Peter, who is 64 and now retired, reflects on when he was first diagnosed with pancreatic cancer in 2019: “I had a major operation and was then put on a course GemCap (a combination of gemcitabine and capecitabine). Because this consisted of a tablet once a day for three weeks and an infusion once a week for three weeks, they were able to put me on to the mobile unit at Stroud for most of that treatment, with the occasional visit to Cheltenham General Hospital.”

This made life easier for him, the unit being 10 minutes away from home meaning his two-hour round trip to the hospital was cut by more than 90%.

He was referred to the unit early on by his oncologist Dr Elyan, who is also chair of Hope for Tomorrow. “After the first two of six cycles of chemo at Cheltenham, it was arranged for me to continue the course on the unit.” 

Peter successfully completed his treatment, and life resumed as much as normal. “Then at the beginning of 2023, we went to New Zealand thinking that the cancer was behaving itself and it wasn’t.”

He had to have another major operation while in New Zealand to remove a section of his bowel which “the cancer had wrapped itself around”.

◆ ◆ ◆

## Problem to solve
How would the passage about Peter's cancer treatment read, starting at "Peter, who is" and ending at "more than 90%.", with "mobile unit" changed to "outreach clinic"? Nothing in the lines is needed for this.

◆ ◆ ◆

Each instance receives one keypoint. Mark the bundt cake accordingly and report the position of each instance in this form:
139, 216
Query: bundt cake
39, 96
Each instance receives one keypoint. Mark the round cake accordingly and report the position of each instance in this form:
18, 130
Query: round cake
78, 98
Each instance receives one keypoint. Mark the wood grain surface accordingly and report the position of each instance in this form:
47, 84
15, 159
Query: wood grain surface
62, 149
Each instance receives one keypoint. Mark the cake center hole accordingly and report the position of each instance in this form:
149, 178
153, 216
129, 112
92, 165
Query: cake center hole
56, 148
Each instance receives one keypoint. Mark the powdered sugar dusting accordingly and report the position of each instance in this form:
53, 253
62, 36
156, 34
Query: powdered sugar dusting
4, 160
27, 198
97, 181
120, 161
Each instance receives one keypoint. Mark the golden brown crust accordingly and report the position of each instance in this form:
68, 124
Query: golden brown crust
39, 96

◆ ◆ ◆

## Result
Peter, who is 64 and now retired, reflects on when he was first diagnosed with pancreatic cancer in 2019: “I had a major operation and was then put on a course GemCap (a combination of gemcitabine and capecitabine). Because this consisted of a tablet once a day for three weeks and an infusion once a week for three weeks, they were able to put me on to the outreach clinic at Stroud for most of that treatment, with the occasional visit to Cheltenham General Hospital.”

This made life easier for him, the unit being 10 minutes away from home meaning his two-hour round trip to the hospital was cut by more than 90%.